* [Requirement]:
All of the entries below are to be repeated word for word.

── Given information ──

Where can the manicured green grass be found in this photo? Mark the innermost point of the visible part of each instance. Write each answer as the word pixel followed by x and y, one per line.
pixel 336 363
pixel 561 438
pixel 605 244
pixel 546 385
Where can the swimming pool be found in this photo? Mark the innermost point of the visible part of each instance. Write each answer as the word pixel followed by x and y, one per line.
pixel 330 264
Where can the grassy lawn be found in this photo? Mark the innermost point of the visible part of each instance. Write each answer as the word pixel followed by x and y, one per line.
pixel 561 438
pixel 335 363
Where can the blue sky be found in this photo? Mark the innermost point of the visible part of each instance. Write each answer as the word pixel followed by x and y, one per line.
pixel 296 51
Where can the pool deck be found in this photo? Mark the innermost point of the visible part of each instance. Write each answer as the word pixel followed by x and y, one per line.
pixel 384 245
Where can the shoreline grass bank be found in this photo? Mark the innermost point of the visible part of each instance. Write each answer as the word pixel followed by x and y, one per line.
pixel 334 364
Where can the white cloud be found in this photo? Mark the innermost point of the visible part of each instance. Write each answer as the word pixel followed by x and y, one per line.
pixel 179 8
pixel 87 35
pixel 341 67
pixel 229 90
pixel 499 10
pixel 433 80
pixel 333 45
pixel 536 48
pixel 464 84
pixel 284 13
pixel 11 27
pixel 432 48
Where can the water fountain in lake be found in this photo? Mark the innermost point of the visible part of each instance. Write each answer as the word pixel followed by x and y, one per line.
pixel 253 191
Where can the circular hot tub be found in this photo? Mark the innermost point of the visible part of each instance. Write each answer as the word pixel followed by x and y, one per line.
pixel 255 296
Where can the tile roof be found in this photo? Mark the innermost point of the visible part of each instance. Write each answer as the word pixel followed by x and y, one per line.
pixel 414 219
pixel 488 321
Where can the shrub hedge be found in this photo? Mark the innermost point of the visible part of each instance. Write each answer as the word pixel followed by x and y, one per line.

───

* [Result of the task]:
Where can the manicured green grass be found in this photo? Mark the innermost point of the visible part of each instance. Write each answer as the word pixel followed by x and y, one per line.
pixel 336 363
pixel 561 438
pixel 605 244
pixel 546 385
Where can the swimming pool be found in this photo? Mark the innermost point of the visible part of each instance. Write each answer as the word pixel followed by x and y, one per line.
pixel 330 264
Where can the grassy lawn be found in this photo? Mark the innermost point of the visible part of each instance. Write each answer as the word pixel followed by x and y, one per line.
pixel 561 438
pixel 335 363
Where can the blue sky be found in this photo? Mark the innermost point of the visible part of each instance. Write each answer as the word pixel followed by x and y, one per line.
pixel 296 51
Where can the pool deck be found in this photo? Mark the innermost point of the visible part of each instance. Write each answer as the word pixel followed by x and y, one per line.
pixel 384 245
Where can the shoreline grass bank be found in this photo? Mark the innermost point of the visible part of each instance. Write each answer as the word pixel followed by x and y, one per line.
pixel 334 364
Where can the white cloud be found in this photo? Mark the innermost point of the visible part of each instance. Write each answer as the word pixel followed by x and y, one per line.
pixel 179 8
pixel 87 35
pixel 341 67
pixel 229 90
pixel 499 10
pixel 433 80
pixel 333 45
pixel 536 48
pixel 464 84
pixel 284 13
pixel 11 27
pixel 432 48
Where can the water fountain in lake be found in this photo? Mark the innermost point of the visible part of each instance. Write each answer as the word pixel followed by x and y, one per line.
pixel 253 191
Where can the circular hot tub be found in this photo? Mark the innermost point of the visible part of each instance. Write each answer as the word pixel followed by x and y, one per line.
pixel 255 296
Where can the tile roof be found in this photo? Mark the innermost point of the visible part of each instance. Write each answer as the word pixel followed by x and y, one per line.
pixel 414 219
pixel 488 321
Where can the shrub hedge be found in this photo? Mark the innermost point of the visible part of each instance. Write each answer as the word pixel followed by x and y, one per line.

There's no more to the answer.